• _SELECTED PASSAGE_
########################################

USFWS Southeast Region and United States Air Force Partnership
The US Air Force is steward to millions of acres of lands used for national defense purposes that include a variety of intact ecosystems, including habitat that harbors listed and at risk species. An interagency agreement between the USFWS and Air Force solidifies the cooperation between the agencies in relying on Service expertise to execute a program to protect and enhance the ecosystems under Air Force stewardship. This also benefits the Service's mission for the American people in that it allows protection of lands and waters that are essential for conservation and sustainment of listed and at risk species while at the same time allowing the Air Force to maintain mission flexibility while complying with Federal laws.
USFWS/Air Force Partnership in Florida
In Florida, the Air Force manages more than 625,000 acres of land from the panhandle to the southern end of the peninsula, including eight installations. The Service has biologists stationed on Avon Park AFR, Tyndall AFB, and Eglin AFB who assist with a variety of collaborative work including, ecological monitoring, prescribed burning habitat restoration, species recovery, guidance for mission avoidance and minimization measures, and assistance on public use and recreation management. The partnership is guided by the Florida Strategic Plan for Sustaining Military Readiness through Conservation Partnerships (the Plan).

########################################

• _RECORDS PROVIDED_
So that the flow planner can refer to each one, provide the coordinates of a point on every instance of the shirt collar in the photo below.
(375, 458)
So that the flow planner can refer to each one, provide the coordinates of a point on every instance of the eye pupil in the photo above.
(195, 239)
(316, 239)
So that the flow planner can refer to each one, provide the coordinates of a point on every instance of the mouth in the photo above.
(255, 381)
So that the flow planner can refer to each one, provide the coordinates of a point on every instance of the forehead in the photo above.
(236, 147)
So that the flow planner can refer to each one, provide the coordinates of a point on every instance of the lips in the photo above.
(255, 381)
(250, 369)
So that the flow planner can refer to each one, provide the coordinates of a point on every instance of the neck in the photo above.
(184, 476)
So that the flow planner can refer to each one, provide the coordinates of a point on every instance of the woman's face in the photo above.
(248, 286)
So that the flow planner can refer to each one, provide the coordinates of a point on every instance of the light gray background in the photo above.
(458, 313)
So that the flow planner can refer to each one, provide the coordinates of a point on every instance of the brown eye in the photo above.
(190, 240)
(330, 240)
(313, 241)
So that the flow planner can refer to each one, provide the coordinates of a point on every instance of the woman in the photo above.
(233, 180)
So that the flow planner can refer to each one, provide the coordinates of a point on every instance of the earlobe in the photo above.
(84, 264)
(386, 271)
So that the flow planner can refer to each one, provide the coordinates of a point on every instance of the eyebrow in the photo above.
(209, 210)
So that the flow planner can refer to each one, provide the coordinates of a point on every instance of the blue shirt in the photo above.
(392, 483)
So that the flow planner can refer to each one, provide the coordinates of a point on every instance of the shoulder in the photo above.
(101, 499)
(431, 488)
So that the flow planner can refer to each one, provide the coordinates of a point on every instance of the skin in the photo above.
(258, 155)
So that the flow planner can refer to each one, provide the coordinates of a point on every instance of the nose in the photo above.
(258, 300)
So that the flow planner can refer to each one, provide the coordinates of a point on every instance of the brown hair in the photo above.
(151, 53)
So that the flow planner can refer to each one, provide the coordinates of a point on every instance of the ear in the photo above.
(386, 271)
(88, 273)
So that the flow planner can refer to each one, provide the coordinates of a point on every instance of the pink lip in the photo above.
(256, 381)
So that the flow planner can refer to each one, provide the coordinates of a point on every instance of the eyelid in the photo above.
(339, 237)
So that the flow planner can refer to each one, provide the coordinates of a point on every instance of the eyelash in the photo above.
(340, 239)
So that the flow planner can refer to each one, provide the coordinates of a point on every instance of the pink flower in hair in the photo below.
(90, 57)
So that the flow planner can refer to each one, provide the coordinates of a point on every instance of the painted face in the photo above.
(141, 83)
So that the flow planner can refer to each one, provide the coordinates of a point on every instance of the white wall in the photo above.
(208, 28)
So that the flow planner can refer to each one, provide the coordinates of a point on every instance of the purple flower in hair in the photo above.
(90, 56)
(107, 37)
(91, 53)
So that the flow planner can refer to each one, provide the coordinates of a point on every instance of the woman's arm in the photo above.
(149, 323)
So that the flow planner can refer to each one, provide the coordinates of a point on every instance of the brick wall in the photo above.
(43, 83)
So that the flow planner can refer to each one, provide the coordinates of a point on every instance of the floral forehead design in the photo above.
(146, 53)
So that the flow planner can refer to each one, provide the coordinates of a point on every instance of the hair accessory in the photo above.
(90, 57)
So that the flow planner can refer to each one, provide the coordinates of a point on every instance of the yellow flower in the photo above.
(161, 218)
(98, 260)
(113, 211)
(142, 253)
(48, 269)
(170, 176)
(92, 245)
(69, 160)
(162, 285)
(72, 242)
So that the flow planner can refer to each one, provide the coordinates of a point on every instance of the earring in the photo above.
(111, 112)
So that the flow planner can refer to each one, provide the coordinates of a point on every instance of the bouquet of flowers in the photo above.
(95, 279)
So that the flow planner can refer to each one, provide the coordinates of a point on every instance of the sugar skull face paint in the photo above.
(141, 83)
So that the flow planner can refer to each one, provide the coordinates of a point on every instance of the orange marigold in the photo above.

########################################

• _EXERCISE PROMPT_
Please quote the USFWS and Air Force partnership text word for word, from "USFWS/Air Force Partnership" up to and including "Partnerships (the Plan).".

• _EXERCISE SOLUTION_
USFWS/Air Force Partnership in Florida
In Florida, the Air Force manages more than 625,000 acres of land from the panhandle to the southern end of the peninsula, including eight installations. The Service has biologists stationed on Avon Park AFR, Tyndall AFB, and Eglin AFB who assist with a variety of collaborative work including, ecological monitoring, prescribed burning habitat restoration, species recovery, guidance for mission avoidance and minimization measures, and assistance on public use and recreation management. The partnership is guided by the Florida Strategic Plan for Sustaining Military Readiness through Conservation Partnerships (the Plan).